*Exercise details*
Can you rewrite the lines of the records starting with the line that contains "</instance>" and going on through the end of the records, with "rough mask" replaced by "coarse mask" and everything else unchanged?

The data below:

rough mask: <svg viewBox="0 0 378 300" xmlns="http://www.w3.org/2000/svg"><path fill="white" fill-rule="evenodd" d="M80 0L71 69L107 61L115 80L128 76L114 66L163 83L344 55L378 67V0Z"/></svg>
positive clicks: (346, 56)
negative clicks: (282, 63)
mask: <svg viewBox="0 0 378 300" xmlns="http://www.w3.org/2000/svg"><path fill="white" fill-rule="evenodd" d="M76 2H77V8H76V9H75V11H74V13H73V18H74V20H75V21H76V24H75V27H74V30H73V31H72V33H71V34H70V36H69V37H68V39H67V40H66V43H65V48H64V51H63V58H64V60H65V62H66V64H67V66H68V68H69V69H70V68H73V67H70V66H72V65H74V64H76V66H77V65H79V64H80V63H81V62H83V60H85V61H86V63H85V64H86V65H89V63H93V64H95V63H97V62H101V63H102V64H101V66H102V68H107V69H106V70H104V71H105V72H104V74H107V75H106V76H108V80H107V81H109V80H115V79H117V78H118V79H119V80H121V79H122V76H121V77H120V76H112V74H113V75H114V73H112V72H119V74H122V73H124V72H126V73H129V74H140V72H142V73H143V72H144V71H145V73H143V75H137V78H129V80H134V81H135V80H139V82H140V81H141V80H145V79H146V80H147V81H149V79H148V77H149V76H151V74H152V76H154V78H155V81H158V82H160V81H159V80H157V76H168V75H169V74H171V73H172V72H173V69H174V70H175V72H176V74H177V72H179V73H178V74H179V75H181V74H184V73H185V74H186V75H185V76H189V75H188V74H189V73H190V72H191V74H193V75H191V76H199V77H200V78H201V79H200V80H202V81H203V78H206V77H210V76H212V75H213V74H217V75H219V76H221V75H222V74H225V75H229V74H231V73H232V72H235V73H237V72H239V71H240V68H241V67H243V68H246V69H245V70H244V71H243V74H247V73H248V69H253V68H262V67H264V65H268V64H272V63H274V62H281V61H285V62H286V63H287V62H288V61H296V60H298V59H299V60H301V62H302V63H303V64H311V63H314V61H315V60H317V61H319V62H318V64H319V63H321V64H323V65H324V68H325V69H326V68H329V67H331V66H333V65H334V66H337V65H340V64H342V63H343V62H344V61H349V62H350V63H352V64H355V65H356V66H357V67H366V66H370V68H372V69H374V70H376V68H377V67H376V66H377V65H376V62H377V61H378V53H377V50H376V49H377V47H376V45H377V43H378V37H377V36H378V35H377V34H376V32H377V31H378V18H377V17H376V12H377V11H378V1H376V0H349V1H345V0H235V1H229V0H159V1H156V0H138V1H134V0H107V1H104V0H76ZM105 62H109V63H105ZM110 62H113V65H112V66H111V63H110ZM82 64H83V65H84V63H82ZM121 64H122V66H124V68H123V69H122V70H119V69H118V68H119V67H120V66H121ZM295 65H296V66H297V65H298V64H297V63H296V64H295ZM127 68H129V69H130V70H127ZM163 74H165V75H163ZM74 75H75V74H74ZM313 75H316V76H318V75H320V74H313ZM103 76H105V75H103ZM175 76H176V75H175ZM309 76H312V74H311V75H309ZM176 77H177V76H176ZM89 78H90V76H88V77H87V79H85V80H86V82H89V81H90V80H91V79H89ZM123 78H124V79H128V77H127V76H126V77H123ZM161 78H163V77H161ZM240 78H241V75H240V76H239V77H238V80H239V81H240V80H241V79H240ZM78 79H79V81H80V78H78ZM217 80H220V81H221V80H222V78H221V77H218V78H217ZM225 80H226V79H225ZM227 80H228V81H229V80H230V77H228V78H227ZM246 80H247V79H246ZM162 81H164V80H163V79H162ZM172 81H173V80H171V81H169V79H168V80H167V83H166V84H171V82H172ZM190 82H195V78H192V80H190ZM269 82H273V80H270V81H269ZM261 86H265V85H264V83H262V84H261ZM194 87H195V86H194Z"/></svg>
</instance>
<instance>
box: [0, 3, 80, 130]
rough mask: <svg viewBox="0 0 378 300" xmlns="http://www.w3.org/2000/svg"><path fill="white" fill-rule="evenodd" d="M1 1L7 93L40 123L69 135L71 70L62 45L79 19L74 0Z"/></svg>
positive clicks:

End of The data.

*Solved problem*
</instance>
<instance>
box: [0, 3, 80, 130]
coarse mask: <svg viewBox="0 0 378 300" xmlns="http://www.w3.org/2000/svg"><path fill="white" fill-rule="evenodd" d="M1 1L7 93L40 123L69 135L71 70L62 45L79 19L74 0Z"/></svg>
positive clicks:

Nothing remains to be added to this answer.